** Extrait du document **
........

Daniel Desroches, PhD. Environnementaliste et fondateur des Amis du Boisé Neilson

Je ne suis pas jardinier ni horticulteur de profession, mais j’aime les plantes. J’aime ces êtres qui «incarnent le lien le plus étroit et le plus élémentaire que la vie puisse établir avec le monde», selon la formule d’Emanuele Coccia. En amateur, je pratique la botanique et consacre mes soins à un modeste aménagement végétal qui héberge surtout des plantes sauvages. Peut-être que l’état de santé de Larry Hodgson m’interpelle, mais je dois dire que je ne connais pas personnellement le Jardinier paresseux. Si j’ai consulté plusieurs textes qui m’ont été utiles, c’est pourtant ailleurs que je vois la contribution véritable des amis des plantes dont il est l’inspiration et le modèle.

En effet, j’estime que le jardinier est un être profondément moral. Parce qu’il embellit l’espace qui l’entoure et rend son milieu de vie plus attachant, il vaut la peine qu’on parle de lui. Les jardiniers et les jardinières aiment les plantes, parce qu’ils aiment la vie, une vie végétale qui n’a pourtant rien à faire de la nôtre! Si notre jardinier cultive un potager, c’est pour nourrir des proches sainement et éviter que son panier d’épicerie ne contienne des légumes cirés venus de très loin. S’il cultive sur son toit, le jardinier urbain réduit d’autant l’albédo et lutte à sa façon contre les îlots de chaleur qui font suffoquer les villes. Contrairement à celui qui nettoie son entrée au boyau, notre jardinier connaît la valeur de l’eau et sait que l’or bleu doit être économisé.

........

** Extraits des données **
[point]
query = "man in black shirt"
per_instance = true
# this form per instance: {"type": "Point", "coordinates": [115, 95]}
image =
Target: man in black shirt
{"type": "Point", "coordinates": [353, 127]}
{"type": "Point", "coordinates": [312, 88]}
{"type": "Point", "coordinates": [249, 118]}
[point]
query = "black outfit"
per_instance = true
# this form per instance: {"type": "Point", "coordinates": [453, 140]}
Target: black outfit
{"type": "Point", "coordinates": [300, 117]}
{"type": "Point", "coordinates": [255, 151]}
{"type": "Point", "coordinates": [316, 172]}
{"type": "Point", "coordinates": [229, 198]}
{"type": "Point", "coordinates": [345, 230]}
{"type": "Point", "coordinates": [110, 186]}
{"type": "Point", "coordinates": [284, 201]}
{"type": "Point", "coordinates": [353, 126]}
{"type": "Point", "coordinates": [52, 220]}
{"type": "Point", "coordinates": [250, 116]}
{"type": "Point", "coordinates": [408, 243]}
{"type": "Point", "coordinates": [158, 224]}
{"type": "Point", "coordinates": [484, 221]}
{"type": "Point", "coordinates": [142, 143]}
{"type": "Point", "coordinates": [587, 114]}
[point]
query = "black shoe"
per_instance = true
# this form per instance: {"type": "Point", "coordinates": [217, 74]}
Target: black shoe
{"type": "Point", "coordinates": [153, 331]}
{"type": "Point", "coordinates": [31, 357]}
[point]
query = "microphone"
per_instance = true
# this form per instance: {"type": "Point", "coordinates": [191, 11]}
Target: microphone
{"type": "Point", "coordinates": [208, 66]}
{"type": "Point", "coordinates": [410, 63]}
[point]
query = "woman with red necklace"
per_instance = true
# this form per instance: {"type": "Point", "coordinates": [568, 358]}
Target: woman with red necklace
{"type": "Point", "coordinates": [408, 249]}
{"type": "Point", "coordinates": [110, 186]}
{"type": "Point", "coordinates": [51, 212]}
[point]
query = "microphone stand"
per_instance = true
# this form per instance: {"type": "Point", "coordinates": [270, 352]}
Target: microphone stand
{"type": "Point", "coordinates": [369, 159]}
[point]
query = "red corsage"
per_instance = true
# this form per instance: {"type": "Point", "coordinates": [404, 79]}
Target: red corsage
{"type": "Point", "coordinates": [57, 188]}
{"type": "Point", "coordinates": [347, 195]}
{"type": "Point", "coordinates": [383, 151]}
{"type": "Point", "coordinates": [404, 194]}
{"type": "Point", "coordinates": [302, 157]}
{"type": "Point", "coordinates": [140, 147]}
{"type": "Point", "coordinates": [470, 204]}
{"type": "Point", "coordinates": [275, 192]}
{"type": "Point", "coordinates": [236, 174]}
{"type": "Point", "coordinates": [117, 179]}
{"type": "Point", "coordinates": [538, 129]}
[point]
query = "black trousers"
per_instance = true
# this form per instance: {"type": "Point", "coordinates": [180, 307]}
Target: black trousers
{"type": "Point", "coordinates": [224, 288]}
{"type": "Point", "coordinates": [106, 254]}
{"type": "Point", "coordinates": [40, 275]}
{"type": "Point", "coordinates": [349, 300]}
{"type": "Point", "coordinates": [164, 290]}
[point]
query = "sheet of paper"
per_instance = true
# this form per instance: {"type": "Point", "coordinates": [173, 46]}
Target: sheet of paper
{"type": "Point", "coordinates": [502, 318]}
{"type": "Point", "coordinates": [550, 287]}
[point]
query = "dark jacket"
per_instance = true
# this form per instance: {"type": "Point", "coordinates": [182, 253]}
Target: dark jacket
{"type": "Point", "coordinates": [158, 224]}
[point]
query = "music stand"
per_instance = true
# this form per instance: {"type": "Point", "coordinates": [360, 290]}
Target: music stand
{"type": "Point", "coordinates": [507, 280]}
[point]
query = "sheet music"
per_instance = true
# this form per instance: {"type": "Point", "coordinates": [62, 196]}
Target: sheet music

........

** Exercices à faire **
1/ Dans l'extrait sur les jardiniers, réécrivez sous forme de liste le paragraphe qui commence par « En effet, j'estime que le jardinier ». Gardez-en les faits principaux.
2/ D'après l'extrait sur les jardiniers, quelle discipline l'auteur pratique-t-il en amateur ?
3/ Poursuivez l'extrait sur les jardiniers à partir de sa dernière phrase.

** Réponses finales **
1/
- Le jardinier est un être profondément moral.
- Il embellit l'espace qui l'entoure et rend son milieu de vie plus attachant.
- Les jardiniers aiment les plantes parce qu'ils aiment la vie.
- Avec un potager, il nourrit sainement ses proches et évite les légumes cirés venus de loin.
- Sur un toit, le jardinier urbain réduit l'albédo et lutte contre les îlots de chaleur.
- Il connaît la valeur de l'eau et sait qu'il faut l'économiser.

2/ La botanique.

3/
Mais notre ami des plantes est plus précieux encore : s’il aménage une plate-bande fleurie, il devient alors le meilleur ami des pollinisateurs et de tous ces insectes qui tendent à disparaître. Notre jardinier connaît souvent les espèces par leur petit nom, un nom latin indispensable pour savoir de quoi on parle. À ce propos, il n’ignore rien du rôle d’Asclepias syriaca pour la survie des monarques ni de la contribution de Taraxacum officinale pour nos abeilles.

Par ailleurs, s’il a planté quelques arbres, s’il a des arbustes, des plantes sauvages, des fougères et qu’il respecte ses mousses, son aménagement est devenu un écosystème qui sert d’habitat à une multitude de vivants. Adepte de la permaculture et des vertus du compagnonnage végétal, le jardinier travaille pour des êtres qui ne pourront jamais le remercier. Sans même le savoir, il partage la maxime fondamentale de l’éthique de la terre d’Aldo Leopold (1948) selon laquelle «Une chose est juste lorsqu’elle tend à préserver l’intégrité, la stabilité et la beauté de la communauté biotique. Elle est injuste lorsqu’elle tend à l’inverse.»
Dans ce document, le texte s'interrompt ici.